#### [WHAT YOU ARE ASKED TO DO]
In the entries below, go to the line containing "Each instance receives one point. Mark the green" and repeat it along with every later line, exactly.

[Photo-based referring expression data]
▶

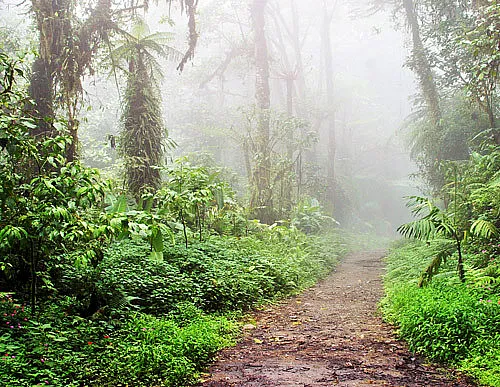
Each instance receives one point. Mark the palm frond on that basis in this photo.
(483, 229)
(433, 267)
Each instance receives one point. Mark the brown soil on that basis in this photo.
(329, 335)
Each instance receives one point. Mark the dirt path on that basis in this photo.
(330, 335)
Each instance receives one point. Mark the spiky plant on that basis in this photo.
(144, 138)
(435, 223)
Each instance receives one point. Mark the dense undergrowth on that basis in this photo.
(161, 322)
(448, 321)
(98, 288)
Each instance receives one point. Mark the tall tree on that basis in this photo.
(330, 100)
(261, 195)
(420, 64)
(67, 47)
(144, 136)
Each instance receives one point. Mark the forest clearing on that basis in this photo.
(331, 335)
(197, 192)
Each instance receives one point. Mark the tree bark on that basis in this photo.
(261, 198)
(330, 105)
(421, 65)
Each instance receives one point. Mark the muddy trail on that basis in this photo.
(329, 335)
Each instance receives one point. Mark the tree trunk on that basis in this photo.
(330, 108)
(421, 65)
(261, 198)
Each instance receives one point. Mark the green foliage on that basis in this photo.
(48, 207)
(60, 350)
(143, 140)
(217, 274)
(446, 321)
(309, 218)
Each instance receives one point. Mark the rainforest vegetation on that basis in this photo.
(129, 252)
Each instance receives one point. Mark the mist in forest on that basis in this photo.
(335, 67)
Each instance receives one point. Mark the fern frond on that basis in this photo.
(433, 267)
(483, 229)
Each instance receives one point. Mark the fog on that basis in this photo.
(206, 106)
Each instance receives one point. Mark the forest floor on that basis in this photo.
(330, 335)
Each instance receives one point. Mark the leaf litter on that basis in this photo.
(331, 335)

◀

#### [RESPONSE TO THIS TASK]
Each instance receives one point. Mark the green foliage on that basis in this photo.
(48, 207)
(60, 350)
(143, 140)
(217, 274)
(446, 321)
(309, 218)
Each instance receives one point. Mark the rainforest vegetation on that basis in this photo.
(129, 252)
Each instance receives one point. Mark the mist in forest on that basis in this photo.
(335, 67)
Each instance receives one point. Mark the fern frond on that basis in this photo.
(433, 267)
(483, 229)
Each instance receives one point. Mark the fog on that basis in this photo.
(206, 106)
Each instance receives one point. Mark the forest floor on that basis in this photo.
(330, 335)
Each instance receives one point. Mark the leaf litter on that basis in this photo.
(331, 335)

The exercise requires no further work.